### What to work on
#1 In the forum thread about audio on Linux and Windows, what does the note say ubuntustudio is?
#2 Continue the forum thread about audio on Linux and Windows from where it stops.
*** Page excerpt Section Begins ***
On Ubuntu Studio [0]/[1] - this Just Plain Works™, you know. I've been doing exactly this for years on my Ubuntu Studio machine, and I just don't have any of the issues you've encountered.

[0] - note that ubuntustudio is a metapackage you can install on most Ubuntu instances, which will set up audio for professional use.

[1] - see also, Zynthian: https://zynthian.org/


I’d say a lot of the complexity comes from the fact that there are at least four things — Jack, PulseAudio, Pipewire and the ALSA userland stuff, which the article fails to mention — that try to solve more or less the same problems (probably less, in the case of the ALSA userland). Add to this the fact that everything can be, and often is, run as a compatibility layer on top of (or below) everything else, and the naïve user who just wants to get some music though the speakers can be excused for feeling a bit dizzy.


I'm sure the windows audio stack is many times more complex, and it's pretty opaque.

OEMs also love to include all kinds of audio related bloatware, which makes getting audio hardware to work reliably(!) quite challenging. The HP laptop I'm typing this on has an "Intel microphone array" (just 2 mics) which has it's own intel drivers, but there's also some HP control panel, realtek and 'sound research' branded stuff, Fortemedia SAMsoft effects(?), Intel smart sound...

If I'm recording seriously, I usually just go to the device manager (devmgmt.msc) and disable as much as I can and enable devices in a trial-and-error way to see what the minimum is to get audio to work again. Otherwise, all kinds of 'enhancements' end up in the audio path.


Intel Smart Audio is the worst, it takes over normal USB Audio devices and does its own weird processing on top, resulting sometimes with "hilarious" crashes.

And on corporate laptop you might not be able to disable its driver :/

Fortunately, it's too dumb to deal with devices that are behind more hubs than the root one...


If Windows could do what Linux can out of the box VoiceMeter would not exist.
*** Page excerpt Section Ends ***
*** Source information Section Begins ***
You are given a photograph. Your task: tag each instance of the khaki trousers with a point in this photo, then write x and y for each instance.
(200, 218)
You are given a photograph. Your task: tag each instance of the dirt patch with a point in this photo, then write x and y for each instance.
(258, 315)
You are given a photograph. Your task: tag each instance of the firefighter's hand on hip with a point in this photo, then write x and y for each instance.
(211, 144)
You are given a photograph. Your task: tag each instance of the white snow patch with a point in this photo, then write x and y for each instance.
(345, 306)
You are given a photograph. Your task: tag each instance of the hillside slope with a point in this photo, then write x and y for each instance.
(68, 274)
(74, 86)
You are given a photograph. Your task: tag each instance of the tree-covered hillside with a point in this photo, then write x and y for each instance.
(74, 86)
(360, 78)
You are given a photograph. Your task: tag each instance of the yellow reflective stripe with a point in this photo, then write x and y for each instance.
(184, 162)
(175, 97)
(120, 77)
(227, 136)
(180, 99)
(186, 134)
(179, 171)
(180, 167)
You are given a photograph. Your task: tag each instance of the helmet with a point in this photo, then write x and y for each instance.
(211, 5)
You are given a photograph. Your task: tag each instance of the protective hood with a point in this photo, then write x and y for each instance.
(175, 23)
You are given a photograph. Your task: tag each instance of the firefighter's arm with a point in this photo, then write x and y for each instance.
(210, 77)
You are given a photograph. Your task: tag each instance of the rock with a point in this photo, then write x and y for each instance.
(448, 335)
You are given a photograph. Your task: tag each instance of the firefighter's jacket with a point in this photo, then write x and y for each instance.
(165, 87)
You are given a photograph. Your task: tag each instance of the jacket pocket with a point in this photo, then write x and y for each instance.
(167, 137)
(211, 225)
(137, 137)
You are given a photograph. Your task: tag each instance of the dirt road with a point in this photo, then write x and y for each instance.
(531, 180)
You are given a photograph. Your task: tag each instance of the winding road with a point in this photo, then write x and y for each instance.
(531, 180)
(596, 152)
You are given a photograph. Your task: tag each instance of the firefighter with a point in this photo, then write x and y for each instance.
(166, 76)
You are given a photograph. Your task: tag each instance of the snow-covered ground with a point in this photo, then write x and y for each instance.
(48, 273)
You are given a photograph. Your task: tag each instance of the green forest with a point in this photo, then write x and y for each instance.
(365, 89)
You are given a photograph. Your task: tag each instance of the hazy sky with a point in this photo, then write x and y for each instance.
*** Source information Section Ends ***
### Outputs in order
#1 It is a metapackage that can be installed on most Ubuntu instances to set up audio for professional use.

#2
I assume you meant VB-Audio's "Voicemeeter"? If so, yeah, that's solid software, and it's NUTS that Windows hasn't made it unnecessary yet.

(For those who may be reading this comment and wondering what the shit this software is, go give it a look. (I use it regularly and don't do Pro Audio stuff... I just want to be able to independently adjust relative volumes of groups of software (like Voice Chat and Video Games).) If the software's feature set looks intriguing, do give it a try and use Voicemeeter Potato. IIRC, all "flavors" of Voicemeeter have the same trial period, and I can't think of any reason to not use the the "flavor" with the most knobs and interconnects.)


100% agree with you.

I have had a Linux-based DAW running in my studio, alongside the requisite MacOS and Windows machines, for decades now. It runs Ubuntu Studio, has superlative audio performance (72 channels of digital audio), and is a rock solid workhorse for doing large edits on tracks.

The key to it is in using Ubuntu Studio, which is a well-tuned distribution focused on superlative Audio performance, and to choose your hardware wisely. In my case, its all Presonus - because they have been Linux-friendly for a long time - and it easily delivers latency numbers that outperform even the Mac in the room.


That's the very first time I read "sanely-working-out-of-the-box" about Linux audio. I have a very different experience of course, such as "why do my BT headphones suddenly play everything at 8000hz sampling rate while I never asked for this and why the UI won't let me switch it back to 24khz ?".


This happens exactly the same for instance on Mac or Windows with BT headphones, it's simply a fact of Bluetooth. If at any point you open an app that accesses the microphone of the earbuds / headphones, the format will downgrade from high-quality, playback only BT profile to a low-quality duplex profile. There's no high quality duplex audio profile in the Bluetooth protocol yet afaik, and certainly not implemented by any vendor. Just do t use Bluetooth if you care about sound quality is the answer.


Never had such issue on MacOs with the same headphones and the same apps running.


Sounds like HFP. For me on Ubuntu you can choose between audio playback profile and HFP in the sound settings ui, but maybe you have an app running that is changing that setting.

(Apologies for injecting advice into a grumbling thread)


No need to apologize, advice is good. Even if for now I'll keep Linux at what it's best: servers.


BT headphones? BT is false dharma. Mobile shit. RF headphones work great on Linux because RF is true desktop dharma.


Well, I am glad it works for you. My Ubuntu setup at work, on the other hand, has recently picked up a habit of randomly switching to "Family 17h (Models 00h-0fh) HD Audio controller" which has nothing plugged into it instead of my actual headphones.


I’m trying right now to connect a BT speaker to a RPi, while using mpg123 as a player. At least from the command line, it is all but easy. And I do not think what I’m doing is not the most basic scenario.

Right now after coupling I have to restart mpg123.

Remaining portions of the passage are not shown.